▶ **Cosa si chiede**
Ripeti tutte le voci qui sotto, riga per riga e senza cambiare niente, ma lascia fuori le immagini.

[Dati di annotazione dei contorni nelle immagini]
○ ○ ○ ○ ○
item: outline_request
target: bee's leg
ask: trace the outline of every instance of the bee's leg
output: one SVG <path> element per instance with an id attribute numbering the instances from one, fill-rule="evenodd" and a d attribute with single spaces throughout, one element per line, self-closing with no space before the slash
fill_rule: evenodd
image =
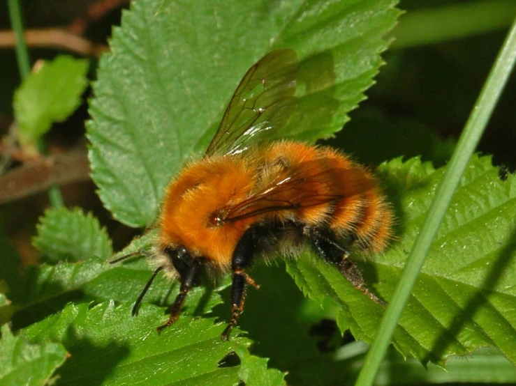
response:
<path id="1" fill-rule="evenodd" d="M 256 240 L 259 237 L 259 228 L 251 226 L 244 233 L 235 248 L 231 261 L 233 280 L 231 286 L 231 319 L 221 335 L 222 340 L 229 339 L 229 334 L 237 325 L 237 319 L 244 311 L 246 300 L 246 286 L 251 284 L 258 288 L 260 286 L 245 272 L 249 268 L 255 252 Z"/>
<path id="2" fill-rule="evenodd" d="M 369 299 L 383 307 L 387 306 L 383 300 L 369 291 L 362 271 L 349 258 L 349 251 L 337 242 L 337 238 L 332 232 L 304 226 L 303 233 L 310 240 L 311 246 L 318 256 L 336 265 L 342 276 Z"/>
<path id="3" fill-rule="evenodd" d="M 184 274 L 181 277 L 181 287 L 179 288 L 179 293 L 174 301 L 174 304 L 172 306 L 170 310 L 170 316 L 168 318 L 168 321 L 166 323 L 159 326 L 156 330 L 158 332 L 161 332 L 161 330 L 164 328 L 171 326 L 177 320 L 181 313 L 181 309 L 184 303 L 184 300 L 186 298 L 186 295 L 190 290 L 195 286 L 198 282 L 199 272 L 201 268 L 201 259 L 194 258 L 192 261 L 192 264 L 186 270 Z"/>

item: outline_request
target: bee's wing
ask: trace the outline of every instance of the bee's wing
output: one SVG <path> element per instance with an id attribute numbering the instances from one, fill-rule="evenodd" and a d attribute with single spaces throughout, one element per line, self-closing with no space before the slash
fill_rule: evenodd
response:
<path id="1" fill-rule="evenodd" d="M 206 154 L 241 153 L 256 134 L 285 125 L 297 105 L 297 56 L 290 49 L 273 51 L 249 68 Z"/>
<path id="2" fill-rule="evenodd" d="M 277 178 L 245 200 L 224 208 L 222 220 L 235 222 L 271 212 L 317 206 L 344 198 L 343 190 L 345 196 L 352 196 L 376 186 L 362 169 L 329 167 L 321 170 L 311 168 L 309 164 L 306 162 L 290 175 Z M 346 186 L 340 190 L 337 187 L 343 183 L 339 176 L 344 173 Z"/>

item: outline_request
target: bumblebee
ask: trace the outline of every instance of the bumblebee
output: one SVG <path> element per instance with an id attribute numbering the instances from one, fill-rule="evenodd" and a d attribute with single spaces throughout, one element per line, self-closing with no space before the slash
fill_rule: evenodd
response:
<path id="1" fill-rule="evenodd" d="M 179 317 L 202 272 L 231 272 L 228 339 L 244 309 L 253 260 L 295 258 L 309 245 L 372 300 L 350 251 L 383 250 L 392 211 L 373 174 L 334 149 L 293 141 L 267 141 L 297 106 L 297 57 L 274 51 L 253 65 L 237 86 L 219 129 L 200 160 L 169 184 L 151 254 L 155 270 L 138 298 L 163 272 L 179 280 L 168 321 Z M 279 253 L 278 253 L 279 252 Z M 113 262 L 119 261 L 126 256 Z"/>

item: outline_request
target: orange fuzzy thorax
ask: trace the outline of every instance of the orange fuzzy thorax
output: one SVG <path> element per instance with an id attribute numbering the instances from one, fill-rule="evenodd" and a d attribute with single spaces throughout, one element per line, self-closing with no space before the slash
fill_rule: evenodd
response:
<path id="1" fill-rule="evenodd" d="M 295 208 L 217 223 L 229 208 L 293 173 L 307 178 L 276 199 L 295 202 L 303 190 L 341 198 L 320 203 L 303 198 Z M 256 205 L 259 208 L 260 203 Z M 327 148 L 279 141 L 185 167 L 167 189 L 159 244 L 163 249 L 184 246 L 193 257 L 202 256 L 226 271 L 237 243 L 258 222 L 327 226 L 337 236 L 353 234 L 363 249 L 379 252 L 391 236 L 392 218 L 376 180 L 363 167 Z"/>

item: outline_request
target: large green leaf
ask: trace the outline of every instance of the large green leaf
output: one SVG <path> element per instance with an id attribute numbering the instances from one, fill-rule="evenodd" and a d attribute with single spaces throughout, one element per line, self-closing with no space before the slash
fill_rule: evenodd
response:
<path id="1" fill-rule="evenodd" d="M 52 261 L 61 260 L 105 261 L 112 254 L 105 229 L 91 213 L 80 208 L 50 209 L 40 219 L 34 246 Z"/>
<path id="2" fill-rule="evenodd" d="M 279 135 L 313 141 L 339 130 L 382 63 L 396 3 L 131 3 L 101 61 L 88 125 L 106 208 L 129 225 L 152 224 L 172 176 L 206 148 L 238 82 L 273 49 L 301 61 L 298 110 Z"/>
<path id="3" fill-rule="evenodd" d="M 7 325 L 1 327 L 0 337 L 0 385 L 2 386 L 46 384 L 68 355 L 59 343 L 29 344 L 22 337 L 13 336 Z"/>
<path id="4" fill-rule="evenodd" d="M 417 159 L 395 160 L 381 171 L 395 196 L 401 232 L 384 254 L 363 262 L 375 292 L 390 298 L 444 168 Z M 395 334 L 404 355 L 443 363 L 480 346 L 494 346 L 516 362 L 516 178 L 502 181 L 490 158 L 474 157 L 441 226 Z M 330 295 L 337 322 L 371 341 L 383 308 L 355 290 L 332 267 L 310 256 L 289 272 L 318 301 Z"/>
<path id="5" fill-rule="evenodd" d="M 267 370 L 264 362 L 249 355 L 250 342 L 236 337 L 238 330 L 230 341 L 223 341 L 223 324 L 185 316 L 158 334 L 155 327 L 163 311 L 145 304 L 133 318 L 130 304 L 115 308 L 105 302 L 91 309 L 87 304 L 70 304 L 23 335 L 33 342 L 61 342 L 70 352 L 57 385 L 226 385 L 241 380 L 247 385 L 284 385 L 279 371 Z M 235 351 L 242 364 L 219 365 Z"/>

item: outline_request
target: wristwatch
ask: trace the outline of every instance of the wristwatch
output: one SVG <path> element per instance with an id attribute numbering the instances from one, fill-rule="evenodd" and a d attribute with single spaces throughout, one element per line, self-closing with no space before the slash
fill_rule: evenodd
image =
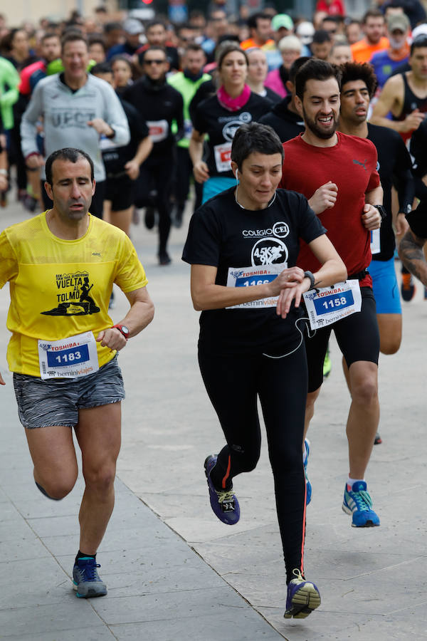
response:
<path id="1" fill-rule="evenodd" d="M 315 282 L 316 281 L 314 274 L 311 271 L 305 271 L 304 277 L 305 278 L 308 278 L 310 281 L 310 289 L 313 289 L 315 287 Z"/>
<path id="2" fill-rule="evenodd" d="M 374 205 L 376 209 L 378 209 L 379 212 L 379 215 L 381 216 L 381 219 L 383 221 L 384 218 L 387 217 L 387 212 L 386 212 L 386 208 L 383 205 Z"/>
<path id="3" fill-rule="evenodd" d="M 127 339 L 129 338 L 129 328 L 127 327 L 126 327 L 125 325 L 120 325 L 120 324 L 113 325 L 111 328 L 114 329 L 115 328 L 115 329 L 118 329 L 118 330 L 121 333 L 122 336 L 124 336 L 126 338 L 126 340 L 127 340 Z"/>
○ ○ ○ ○ ○
▶ **Risultato**
item: outline_request
target: bee's leg
ask: trace the outline of every instance of the bee's leg
output: one SVG <path> element per instance with an id attribute numbering the instances from one, fill-rule="evenodd" and a d attribute with single spaces throughout, one element per line, self-closing with no space before the slash
fill_rule: evenodd
image =
response:
<path id="1" fill-rule="evenodd" d="M 256 240 L 259 237 L 259 228 L 251 226 L 244 233 L 235 248 L 231 261 L 233 280 L 231 286 L 231 319 L 221 335 L 222 340 L 229 339 L 229 334 L 237 325 L 237 319 L 244 311 L 246 300 L 246 286 L 251 284 L 258 288 L 260 286 L 245 272 L 249 268 L 255 252 Z"/>
<path id="2" fill-rule="evenodd" d="M 369 299 L 383 307 L 387 306 L 383 300 L 369 291 L 362 271 L 349 258 L 349 251 L 337 242 L 337 238 L 332 232 L 304 226 L 303 233 L 310 240 L 311 246 L 318 256 L 336 265 L 342 276 Z"/>
<path id="3" fill-rule="evenodd" d="M 184 274 L 181 277 L 181 287 L 179 288 L 179 293 L 174 301 L 174 304 L 172 306 L 170 310 L 170 316 L 168 318 L 168 321 L 166 323 L 159 326 L 156 330 L 158 332 L 161 332 L 161 330 L 164 328 L 171 326 L 177 320 L 181 313 L 181 309 L 184 303 L 184 300 L 186 298 L 186 295 L 190 290 L 195 286 L 198 282 L 199 272 L 201 268 L 201 259 L 194 258 L 192 261 L 192 264 L 186 270 Z"/>

item: outline_request
target: bee's wing
ask: trace the outline of every instance of the bee's wing
output: one SVG <path> element per instance with an id attribute numbering the instances from one, fill-rule="evenodd" and a d attribute with single spaces throughout, one element per line, self-closing with no space before the slash
fill_rule: evenodd
response:
<path id="1" fill-rule="evenodd" d="M 206 154 L 241 153 L 256 134 L 285 125 L 297 105 L 297 56 L 290 49 L 273 51 L 249 68 Z"/>
<path id="2" fill-rule="evenodd" d="M 277 178 L 245 200 L 224 208 L 222 220 L 235 222 L 271 212 L 317 206 L 344 198 L 343 190 L 345 196 L 352 196 L 376 186 L 362 169 L 329 167 L 321 170 L 311 168 L 309 164 L 306 162 L 290 175 Z M 346 186 L 340 190 L 337 187 L 343 183 L 339 176 L 344 173 Z"/>

item: outline_request
target: bumblebee
ask: trace the outline of every instance of the bumblebee
output: one SVG <path> element per instance with an id attribute numbering the instances from one, fill-rule="evenodd" and a d attribute with single spaces throughout, one element per line, self-closing with no space before the slash
fill_rule: evenodd
response:
<path id="1" fill-rule="evenodd" d="M 179 317 L 202 272 L 231 272 L 228 339 L 244 309 L 253 260 L 295 258 L 309 245 L 372 300 L 350 251 L 383 250 L 392 211 L 373 174 L 334 149 L 293 141 L 267 141 L 297 106 L 297 57 L 274 51 L 253 65 L 237 86 L 219 129 L 200 160 L 169 184 L 151 254 L 155 270 L 138 298 L 163 272 L 179 280 L 168 321 Z M 279 253 L 278 253 L 279 252 Z M 113 262 L 119 261 L 126 256 Z"/>

item: outline_request
target: orange fuzzy thorax
ask: trace the outline of every instance of the orange fuzzy thorax
output: one SVG <path> element per instance with an id attribute numbering the instances from one, fill-rule="evenodd" and a d attribute with single spaces throughout, one element per line, self-closing with no space before the slash
fill_rule: evenodd
response:
<path id="1" fill-rule="evenodd" d="M 295 208 L 217 223 L 229 208 L 293 173 L 307 178 L 276 199 L 295 202 L 303 190 L 341 198 L 320 203 L 303 198 Z M 256 205 L 259 208 L 260 203 Z M 327 148 L 279 141 L 185 167 L 167 189 L 159 244 L 163 249 L 184 246 L 193 257 L 202 256 L 226 271 L 237 243 L 258 222 L 327 226 L 337 236 L 353 234 L 363 249 L 379 252 L 391 236 L 392 218 L 376 180 L 363 167 Z"/>

item: outline_request
target: large green leaf
ask: trace the outline of every instance of the large green leaf
output: one SVG <path> element per instance with an id attribute numbering the instances from one, fill-rule="evenodd" and a d attribute with single spaces throughout, one element per line, self-closing with no space before the slash
fill_rule: evenodd
response:
<path id="1" fill-rule="evenodd" d="M 52 261 L 61 260 L 105 261 L 112 254 L 105 229 L 91 213 L 80 208 L 50 209 L 40 219 L 34 246 Z"/>
<path id="2" fill-rule="evenodd" d="M 279 135 L 313 141 L 339 130 L 382 63 L 396 3 L 131 3 L 101 61 L 88 125 L 106 208 L 129 225 L 152 224 L 172 176 L 206 148 L 238 82 L 273 49 L 301 61 L 298 110 Z"/>
<path id="3" fill-rule="evenodd" d="M 7 325 L 1 327 L 0 337 L 0 385 L 2 386 L 46 384 L 68 355 L 59 343 L 29 344 L 22 337 L 13 336 Z"/>
<path id="4" fill-rule="evenodd" d="M 417 159 L 395 160 L 381 171 L 395 196 L 401 232 L 384 254 L 363 262 L 375 292 L 390 298 L 444 168 Z M 395 334 L 404 355 L 443 363 L 480 346 L 494 346 L 516 362 L 516 178 L 502 181 L 490 158 L 474 157 L 441 226 Z M 330 295 L 337 322 L 371 341 L 383 308 L 355 290 L 332 267 L 310 256 L 289 272 L 318 301 Z"/>
<path id="5" fill-rule="evenodd" d="M 267 370 L 264 362 L 249 355 L 250 342 L 236 337 L 238 330 L 230 341 L 223 341 L 223 324 L 185 316 L 158 334 L 155 327 L 163 311 L 145 304 L 133 318 L 130 304 L 115 308 L 105 302 L 91 309 L 87 304 L 70 304 L 23 335 L 33 342 L 61 342 L 70 352 L 57 385 L 226 385 L 241 380 L 247 385 L 284 385 L 279 371 Z M 235 351 L 242 364 L 219 365 Z"/>

item: outline_request
target: wristwatch
ask: trace the outline of every instance of the wristwatch
output: one SVG <path> element per instance with an id attribute numbering the instances from one, fill-rule="evenodd" and a d attribute with single spaces throughout, one element per line, self-closing with no space before the slash
fill_rule: evenodd
image =
response:
<path id="1" fill-rule="evenodd" d="M 315 282 L 316 281 L 314 274 L 311 271 L 305 271 L 304 277 L 305 278 L 308 278 L 310 281 L 310 289 L 313 289 L 315 287 Z"/>
<path id="2" fill-rule="evenodd" d="M 374 205 L 376 209 L 378 209 L 379 212 L 379 215 L 381 216 L 381 219 L 383 221 L 384 218 L 387 217 L 387 212 L 386 212 L 386 208 L 383 205 Z"/>
<path id="3" fill-rule="evenodd" d="M 127 339 L 129 338 L 129 328 L 127 327 L 126 327 L 125 325 L 120 325 L 120 324 L 113 325 L 111 328 L 114 329 L 115 328 L 115 329 L 118 329 L 118 330 L 121 333 L 122 336 L 124 336 L 126 338 L 126 340 L 127 340 Z"/>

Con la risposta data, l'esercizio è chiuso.